### [Task description]
Starting with the line that contains "the golden honey." and going on through the end of the items below, render every nonblank line as a Markdown table with the columns Row and Line. Leave the pictures out of the table.

### [Dataset extract]
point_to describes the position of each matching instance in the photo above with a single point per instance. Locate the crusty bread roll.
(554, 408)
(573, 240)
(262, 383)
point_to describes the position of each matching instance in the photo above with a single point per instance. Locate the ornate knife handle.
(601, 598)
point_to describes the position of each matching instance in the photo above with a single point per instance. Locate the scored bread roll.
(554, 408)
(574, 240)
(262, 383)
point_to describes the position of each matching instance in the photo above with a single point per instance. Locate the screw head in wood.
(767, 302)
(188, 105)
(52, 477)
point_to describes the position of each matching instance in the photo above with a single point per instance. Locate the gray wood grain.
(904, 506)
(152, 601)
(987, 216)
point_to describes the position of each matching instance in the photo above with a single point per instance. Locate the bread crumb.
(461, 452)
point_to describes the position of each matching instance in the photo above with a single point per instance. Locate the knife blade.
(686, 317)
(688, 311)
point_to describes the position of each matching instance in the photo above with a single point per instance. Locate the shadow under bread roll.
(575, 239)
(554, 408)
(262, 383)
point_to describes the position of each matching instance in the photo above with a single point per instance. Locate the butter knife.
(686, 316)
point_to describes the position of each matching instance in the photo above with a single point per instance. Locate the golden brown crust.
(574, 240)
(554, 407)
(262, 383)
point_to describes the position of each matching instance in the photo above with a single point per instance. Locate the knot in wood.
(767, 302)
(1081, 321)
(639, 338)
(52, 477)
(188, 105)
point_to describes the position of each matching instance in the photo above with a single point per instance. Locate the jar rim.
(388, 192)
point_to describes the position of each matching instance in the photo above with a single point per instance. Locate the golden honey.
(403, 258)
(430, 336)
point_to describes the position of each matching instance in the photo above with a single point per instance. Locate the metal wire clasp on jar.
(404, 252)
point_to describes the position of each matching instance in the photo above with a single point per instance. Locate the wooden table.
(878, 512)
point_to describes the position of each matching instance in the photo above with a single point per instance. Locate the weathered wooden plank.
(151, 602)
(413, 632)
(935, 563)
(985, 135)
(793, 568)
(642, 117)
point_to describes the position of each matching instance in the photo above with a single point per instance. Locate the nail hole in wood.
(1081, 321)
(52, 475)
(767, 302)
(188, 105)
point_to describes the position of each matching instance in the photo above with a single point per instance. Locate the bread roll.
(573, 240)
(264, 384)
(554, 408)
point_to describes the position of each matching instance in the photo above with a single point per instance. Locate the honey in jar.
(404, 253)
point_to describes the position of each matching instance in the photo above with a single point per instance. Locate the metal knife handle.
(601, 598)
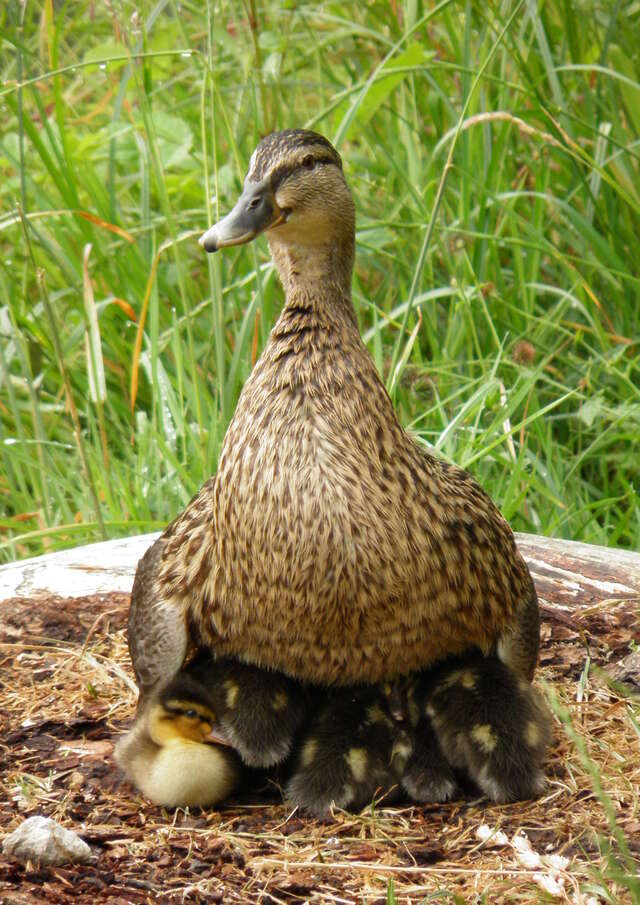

### [Task output]
| Row | Line |
|---|---|
| 1 | point_to describes the position of each matching instance in the photo above with a single point per instance. Locate the golden honey. |
| 2 | (403, 258) |
| 3 | (430, 336) |
| 4 | point_to describes the position of each matching instance in the photo above with a single point per instance. Locate the metal wire clasp on jar. |
| 5 | (404, 252) |
| 6 | point_to describes the position of each matching instance in the photo above with a single point per instance. Locate the wooden table. |
| 7 | (878, 512) |
| 8 | point_to describes the position of each matching instance in the photo above with a single point per instance. Locate the weathered wooden plank. |
| 9 | (151, 602) |
| 10 | (413, 632) |
| 11 | (935, 563) |
| 12 | (985, 135) |
| 13 | (793, 568) |
| 14 | (642, 117) |
| 15 | point_to describes the position of each matching instance in the photo above with a single point per instance. Locate the nail hole in wood. |
| 16 | (1081, 321) |
| 17 | (52, 475) |
| 18 | (767, 302) |
| 19 | (188, 105) |
| 20 | point_to describes the position of each matching instance in the photo above with a single point per instance. Locate the bread roll. |
| 21 | (573, 240) |
| 22 | (264, 384) |
| 23 | (554, 408) |
| 24 | point_to describes the position of each matching instance in the photo above with a single point per instance. Locate the honey in jar. |
| 25 | (404, 253) |
| 26 | point_to describes the position of each matching instance in the photo above with a single point per instance. Locate the metal knife handle. |
| 27 | (601, 598) |